[BEGIN PASSAGE GIVEN]

March 25

What was advertised in a revolutionary American newspaper 250 years ago today?

New-York Gazette and Weekly Mercury (March 25, 1776).

“Work in the jewellery way … all sorts of silver-smiths work.”

By the time that Charles Oliver Bruff, a goldsmith and jeweler, placed his advertisement in the March 25, 1776, edition of the New-York Gazette and Weekly Mercury he was a veteran advertiser with at least a decade of experience running notices in the public prints in New York.  While little direct evidence about the effectiveness of advertising in early America exists, the fact that Bruff repeatedly invested in marketing suggests that he believed that it worked and considered it worth the investment.  Indeed, his latest advertisement consisted of two advertisements.  The copy for the first one ran as its own notice in the Constitutional Gazette more than six months earlier.  As the first anniversary of the battles at Lexington and Concord approached, Bruff once again offered swords to “Those GENTLEMEN who are forming themselves into COMPANIES in defence of their LIBERTIES.”

Bruff may have considered advertising effective because he did more than merely announce that he had goods for sale.  Instead, he carefully crafted appeals to consumers, encouraging them to purchase his wares.  As he targeted prospective customers “forming themselves into COMPANIES,” for instance, he adorned them with likenesses of British politicians who advocated for the American colonies and corresponding mottoes, including “[William] Pitt’s head, Magna Charta and Freedom” and “[John]Wilkes’s head[,] Wilkes and Liberty.”  He also underscored that the words he stocked were “made in America, all manufactured by said BRUFF.”  When nonimportation agreements became one of the primary strategies for practicing politics, Bruff and other entrepreneurs marketed goods produced in the colonies.

[END PASSAGE GIVEN]

> _DIRECTIVE A_
Reproduce verbatim the rows starting at the line that contains "Spot white collared" and ending at the line that contains "784, 191, 936, 354".

[BEGIN INPUT MATERIAL]

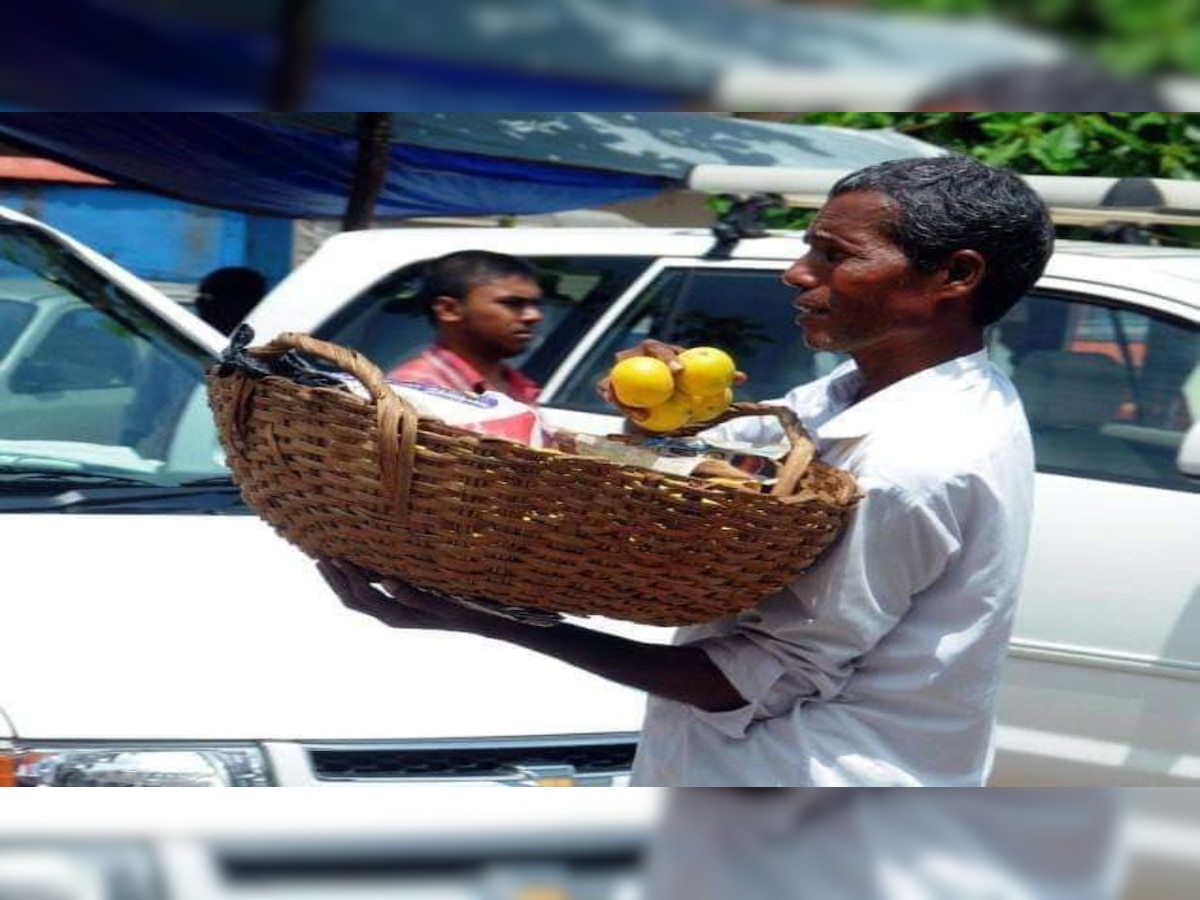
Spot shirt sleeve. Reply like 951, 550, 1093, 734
684, 484, 961, 738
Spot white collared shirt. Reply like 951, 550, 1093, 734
634, 350, 1033, 787
644, 787, 1129, 900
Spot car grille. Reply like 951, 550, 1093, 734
307, 736, 637, 786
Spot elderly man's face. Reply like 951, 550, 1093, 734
784, 191, 936, 354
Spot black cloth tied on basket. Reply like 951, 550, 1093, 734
217, 323, 349, 390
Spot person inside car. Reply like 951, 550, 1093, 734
388, 250, 542, 403
318, 156, 1054, 787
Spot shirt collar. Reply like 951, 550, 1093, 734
428, 343, 539, 402
816, 350, 991, 440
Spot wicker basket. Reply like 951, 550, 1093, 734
208, 334, 858, 625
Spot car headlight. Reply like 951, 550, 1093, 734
0, 742, 271, 787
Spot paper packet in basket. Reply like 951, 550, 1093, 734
335, 374, 546, 448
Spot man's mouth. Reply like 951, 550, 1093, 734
792, 300, 829, 318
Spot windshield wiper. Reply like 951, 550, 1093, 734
0, 470, 244, 512
0, 468, 161, 487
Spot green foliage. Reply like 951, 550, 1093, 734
709, 113, 1200, 246
797, 113, 1200, 179
871, 0, 1200, 74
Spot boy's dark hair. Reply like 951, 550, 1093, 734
416, 250, 538, 323
829, 155, 1054, 325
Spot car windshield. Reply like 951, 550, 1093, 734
0, 222, 228, 491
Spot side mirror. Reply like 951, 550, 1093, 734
1176, 422, 1200, 478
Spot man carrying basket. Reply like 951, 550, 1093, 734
319, 156, 1054, 786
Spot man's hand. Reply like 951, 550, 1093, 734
317, 558, 497, 635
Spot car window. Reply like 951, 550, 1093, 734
990, 294, 1200, 491
0, 299, 34, 359
317, 257, 653, 382
553, 268, 844, 413
10, 306, 138, 394
0, 224, 228, 484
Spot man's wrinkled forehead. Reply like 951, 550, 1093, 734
808, 191, 899, 241
467, 275, 542, 300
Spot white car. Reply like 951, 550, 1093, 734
0, 211, 643, 786
250, 228, 1200, 785
0, 214, 1200, 785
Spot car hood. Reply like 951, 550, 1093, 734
0, 514, 666, 740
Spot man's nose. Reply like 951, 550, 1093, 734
781, 256, 818, 290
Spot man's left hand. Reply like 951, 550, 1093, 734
317, 558, 496, 634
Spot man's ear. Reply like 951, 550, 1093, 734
943, 250, 988, 296
432, 294, 463, 325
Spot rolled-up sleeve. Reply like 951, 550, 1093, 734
682, 475, 961, 739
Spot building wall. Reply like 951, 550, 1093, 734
0, 181, 292, 294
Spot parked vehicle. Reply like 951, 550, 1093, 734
0, 206, 1200, 785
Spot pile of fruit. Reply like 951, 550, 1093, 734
608, 347, 737, 432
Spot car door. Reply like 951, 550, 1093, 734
991, 282, 1200, 785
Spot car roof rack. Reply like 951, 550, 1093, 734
688, 163, 1200, 229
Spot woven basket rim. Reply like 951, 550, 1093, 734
205, 365, 863, 510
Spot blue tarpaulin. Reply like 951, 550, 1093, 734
0, 113, 941, 217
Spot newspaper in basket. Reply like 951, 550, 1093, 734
208, 334, 859, 625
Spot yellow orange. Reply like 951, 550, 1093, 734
690, 388, 733, 422
608, 356, 674, 409
676, 347, 737, 397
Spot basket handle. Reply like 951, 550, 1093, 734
247, 331, 420, 522
674, 403, 817, 497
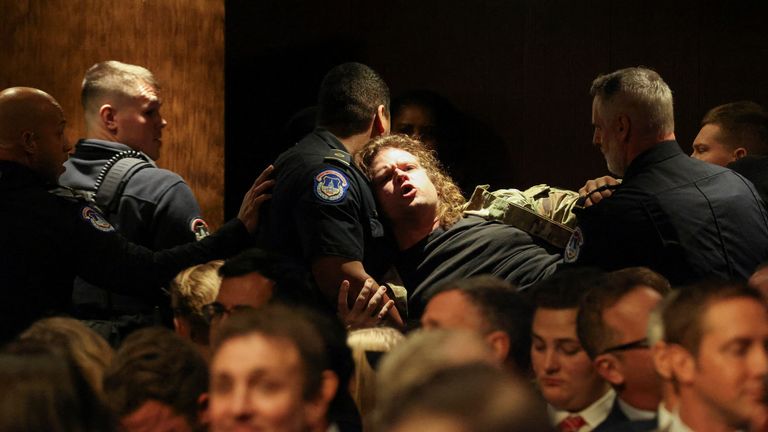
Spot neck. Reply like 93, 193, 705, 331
392, 217, 440, 250
678, 389, 737, 432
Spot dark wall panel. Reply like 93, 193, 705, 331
0, 0, 224, 226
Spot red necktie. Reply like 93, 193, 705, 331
557, 416, 587, 432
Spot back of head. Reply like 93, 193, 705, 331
0, 340, 115, 432
438, 275, 533, 372
701, 101, 768, 156
577, 267, 671, 359
317, 63, 389, 138
104, 327, 208, 425
384, 363, 550, 432
19, 317, 114, 395
171, 260, 224, 345
662, 281, 763, 357
589, 67, 675, 136
80, 60, 160, 116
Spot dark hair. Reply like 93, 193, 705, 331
382, 363, 550, 432
219, 248, 324, 305
576, 267, 671, 359
0, 341, 116, 432
524, 267, 603, 310
317, 63, 389, 138
213, 304, 328, 400
104, 327, 208, 425
662, 281, 765, 356
438, 275, 533, 372
701, 101, 768, 155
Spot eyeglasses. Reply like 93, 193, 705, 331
600, 338, 648, 354
203, 302, 253, 324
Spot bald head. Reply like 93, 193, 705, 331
0, 87, 71, 182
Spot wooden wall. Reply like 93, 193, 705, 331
0, 0, 224, 227
226, 0, 768, 216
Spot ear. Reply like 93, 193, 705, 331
667, 345, 696, 384
593, 354, 624, 386
21, 131, 37, 155
371, 105, 390, 138
616, 114, 632, 142
485, 330, 509, 365
99, 104, 117, 134
304, 370, 344, 429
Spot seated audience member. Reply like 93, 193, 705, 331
577, 267, 670, 427
0, 340, 118, 432
0, 87, 274, 343
373, 329, 498, 430
644, 291, 677, 431
19, 317, 115, 397
530, 269, 616, 432
565, 67, 768, 285
171, 260, 224, 360
210, 305, 339, 432
357, 135, 561, 319
662, 282, 768, 432
104, 327, 208, 432
381, 363, 552, 432
421, 276, 531, 374
347, 327, 405, 431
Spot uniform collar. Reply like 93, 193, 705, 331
624, 140, 683, 180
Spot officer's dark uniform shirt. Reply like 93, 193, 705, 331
0, 161, 250, 343
565, 141, 768, 284
59, 139, 207, 318
396, 216, 562, 320
260, 129, 387, 278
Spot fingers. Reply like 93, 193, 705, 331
336, 280, 349, 316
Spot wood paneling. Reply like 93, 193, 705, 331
0, 0, 224, 227
227, 0, 768, 209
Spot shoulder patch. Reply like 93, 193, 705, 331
563, 227, 584, 263
314, 168, 349, 203
194, 218, 211, 241
81, 206, 115, 232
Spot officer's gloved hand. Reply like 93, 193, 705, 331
237, 165, 275, 234
337, 279, 395, 330
579, 176, 621, 207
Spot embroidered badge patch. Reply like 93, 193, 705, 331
194, 218, 210, 241
82, 206, 115, 232
563, 228, 584, 263
315, 169, 349, 203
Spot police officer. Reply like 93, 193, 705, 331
59, 61, 208, 345
0, 87, 273, 344
565, 67, 768, 285
262, 63, 402, 326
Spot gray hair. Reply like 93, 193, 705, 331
589, 66, 675, 135
80, 60, 160, 115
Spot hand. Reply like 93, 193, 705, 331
237, 165, 275, 233
337, 279, 395, 330
579, 176, 620, 207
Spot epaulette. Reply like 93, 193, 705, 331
323, 149, 352, 168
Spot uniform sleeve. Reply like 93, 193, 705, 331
152, 181, 208, 246
66, 205, 251, 294
293, 165, 366, 261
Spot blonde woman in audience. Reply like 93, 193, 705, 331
347, 327, 405, 430
19, 317, 114, 398
171, 260, 224, 361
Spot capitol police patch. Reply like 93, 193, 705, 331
315, 169, 349, 203
82, 206, 115, 232
563, 228, 584, 263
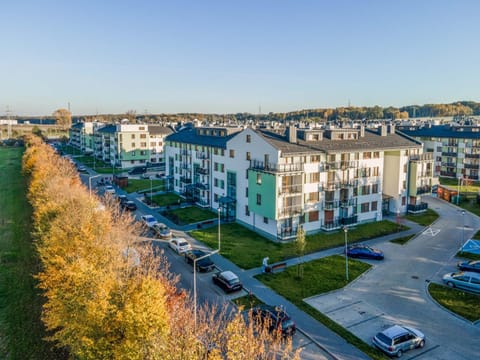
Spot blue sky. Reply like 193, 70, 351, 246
0, 0, 480, 116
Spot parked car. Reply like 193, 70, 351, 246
104, 185, 115, 194
185, 250, 215, 272
168, 238, 192, 254
443, 271, 480, 292
120, 200, 137, 211
457, 260, 480, 272
212, 270, 243, 293
142, 215, 157, 228
372, 325, 425, 357
252, 305, 297, 336
153, 223, 172, 239
347, 244, 384, 260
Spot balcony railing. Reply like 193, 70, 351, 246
407, 203, 428, 214
250, 160, 303, 173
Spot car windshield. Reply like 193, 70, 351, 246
377, 333, 392, 345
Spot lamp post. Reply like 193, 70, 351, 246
457, 176, 462, 205
217, 207, 221, 252
88, 174, 101, 197
343, 226, 348, 281
193, 250, 218, 331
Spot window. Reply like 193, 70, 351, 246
360, 203, 370, 213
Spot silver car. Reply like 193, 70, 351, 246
443, 271, 480, 292
372, 325, 425, 357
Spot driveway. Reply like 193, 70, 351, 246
306, 198, 480, 360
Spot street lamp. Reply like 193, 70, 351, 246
457, 176, 462, 205
460, 210, 465, 253
343, 226, 348, 281
217, 208, 221, 252
193, 250, 218, 330
88, 174, 101, 197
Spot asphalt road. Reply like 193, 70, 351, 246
308, 198, 480, 360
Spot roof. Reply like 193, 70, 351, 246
165, 128, 238, 149
148, 125, 173, 135
257, 129, 421, 154
397, 125, 480, 139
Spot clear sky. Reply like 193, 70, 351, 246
0, 0, 480, 117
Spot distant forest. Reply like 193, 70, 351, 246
17, 101, 480, 123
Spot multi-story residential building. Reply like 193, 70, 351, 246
165, 126, 433, 240
70, 123, 172, 168
398, 123, 480, 181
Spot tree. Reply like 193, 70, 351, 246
53, 108, 72, 129
295, 225, 307, 279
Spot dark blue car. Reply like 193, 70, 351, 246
347, 244, 384, 260
457, 260, 480, 272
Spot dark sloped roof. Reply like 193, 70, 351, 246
97, 125, 117, 134
397, 125, 480, 139
165, 129, 238, 149
261, 129, 421, 154
148, 125, 173, 135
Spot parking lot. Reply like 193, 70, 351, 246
305, 199, 480, 360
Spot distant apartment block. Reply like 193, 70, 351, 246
70, 122, 173, 169
165, 125, 433, 241
398, 123, 480, 181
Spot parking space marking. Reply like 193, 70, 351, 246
409, 345, 440, 360
325, 300, 362, 314
347, 313, 385, 329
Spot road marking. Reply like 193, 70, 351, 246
348, 313, 385, 329
422, 226, 440, 236
409, 345, 440, 360
324, 300, 362, 314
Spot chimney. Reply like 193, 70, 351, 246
360, 125, 365, 137
288, 125, 297, 144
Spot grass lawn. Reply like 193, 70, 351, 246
257, 255, 386, 359
191, 220, 408, 269
162, 206, 218, 225
153, 193, 182, 206
405, 209, 439, 226
123, 179, 164, 193
428, 283, 480, 322
0, 148, 66, 360
390, 234, 416, 245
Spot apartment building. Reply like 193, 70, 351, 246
165, 125, 433, 240
398, 122, 480, 181
70, 122, 173, 169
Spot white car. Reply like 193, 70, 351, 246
168, 238, 192, 254
142, 215, 157, 228
105, 185, 115, 194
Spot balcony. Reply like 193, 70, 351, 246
249, 160, 303, 173
277, 205, 302, 218
278, 185, 302, 195
407, 203, 428, 214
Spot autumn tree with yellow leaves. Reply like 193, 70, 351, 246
23, 136, 299, 360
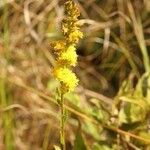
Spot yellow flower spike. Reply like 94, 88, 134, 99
54, 67, 79, 93
57, 45, 77, 66
53, 0, 83, 94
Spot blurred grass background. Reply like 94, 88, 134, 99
0, 0, 150, 150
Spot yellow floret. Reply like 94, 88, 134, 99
57, 45, 77, 66
68, 30, 83, 43
54, 67, 79, 93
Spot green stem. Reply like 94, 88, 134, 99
60, 93, 66, 150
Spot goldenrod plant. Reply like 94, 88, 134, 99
53, 0, 83, 150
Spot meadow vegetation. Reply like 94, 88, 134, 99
0, 0, 150, 150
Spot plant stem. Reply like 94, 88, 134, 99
60, 93, 66, 150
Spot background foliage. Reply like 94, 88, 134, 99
0, 0, 150, 150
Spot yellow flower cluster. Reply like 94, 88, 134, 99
53, 0, 83, 93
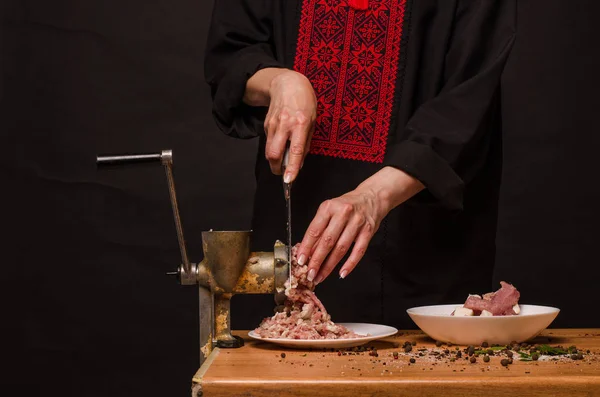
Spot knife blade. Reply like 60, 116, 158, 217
282, 142, 292, 283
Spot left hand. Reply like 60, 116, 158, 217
298, 167, 424, 284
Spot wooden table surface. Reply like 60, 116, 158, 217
193, 329, 600, 397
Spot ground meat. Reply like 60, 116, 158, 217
463, 281, 521, 316
254, 245, 361, 339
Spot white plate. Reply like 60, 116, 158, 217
406, 303, 560, 345
248, 323, 398, 349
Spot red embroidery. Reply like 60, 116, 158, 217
294, 0, 406, 163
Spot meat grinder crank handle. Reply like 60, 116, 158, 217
96, 150, 197, 285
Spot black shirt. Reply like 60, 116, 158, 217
205, 0, 515, 327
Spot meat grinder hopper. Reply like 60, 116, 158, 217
96, 150, 289, 365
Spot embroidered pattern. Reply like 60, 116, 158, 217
294, 0, 406, 163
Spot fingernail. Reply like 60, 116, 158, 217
298, 254, 306, 266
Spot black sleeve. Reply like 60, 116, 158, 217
385, 0, 516, 209
204, 0, 283, 138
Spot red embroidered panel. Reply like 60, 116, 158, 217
294, 0, 406, 163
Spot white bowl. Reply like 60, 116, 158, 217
406, 303, 560, 345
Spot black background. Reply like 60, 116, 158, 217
0, 0, 600, 396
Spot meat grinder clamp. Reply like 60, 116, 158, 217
96, 150, 290, 365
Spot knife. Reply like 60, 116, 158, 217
282, 142, 292, 283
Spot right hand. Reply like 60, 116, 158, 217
265, 70, 317, 183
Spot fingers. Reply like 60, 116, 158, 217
284, 112, 311, 183
315, 214, 365, 284
340, 221, 375, 278
298, 201, 331, 270
308, 202, 354, 284
265, 110, 290, 175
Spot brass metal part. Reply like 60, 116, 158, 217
96, 150, 291, 365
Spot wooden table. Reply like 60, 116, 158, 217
192, 329, 600, 397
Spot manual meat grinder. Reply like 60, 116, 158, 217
97, 150, 289, 365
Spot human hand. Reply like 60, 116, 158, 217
298, 167, 424, 284
265, 70, 317, 183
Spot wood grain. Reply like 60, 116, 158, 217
193, 329, 600, 397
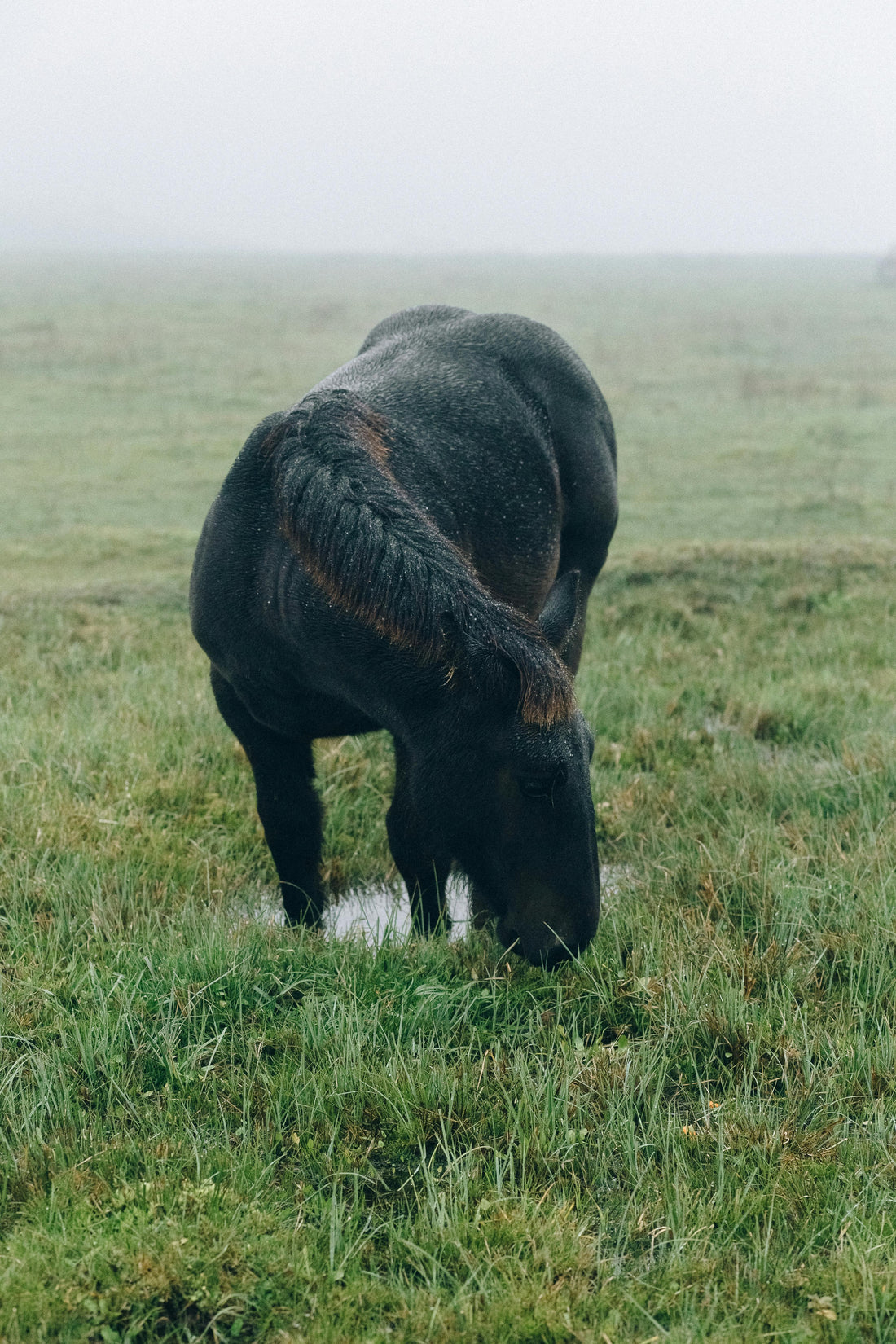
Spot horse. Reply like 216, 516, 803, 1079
191, 305, 618, 968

[END INPUT MATERIAL]

> _DIRECTIVE B_
Answer these questions from the passage about Charles Oliver Bruff's advertisement.
(i) What two trades does the passage give for Bruff?
(ii) In which newspaper had the copy for the first of his two advertisements run as its own notice more than six months earlier?
(iii) At least how much experience did Bruff have running notices in the New York public prints?

> _TASK SOLUTION A_
Spot white collared shirt. Reply like 951, 550, 1093, 734
634, 350, 1033, 787
644, 787, 1129, 900
Spot car grille. Reply like 951, 550, 1093, 734
307, 736, 637, 786
Spot elderly man's face. Reply like 951, 550, 1093, 734
784, 191, 936, 354

> _TASK SOLUTION B_
(i) Goldsmith and jeweler.
(ii) The Constitutional Gazette.
(iii) At least a decade.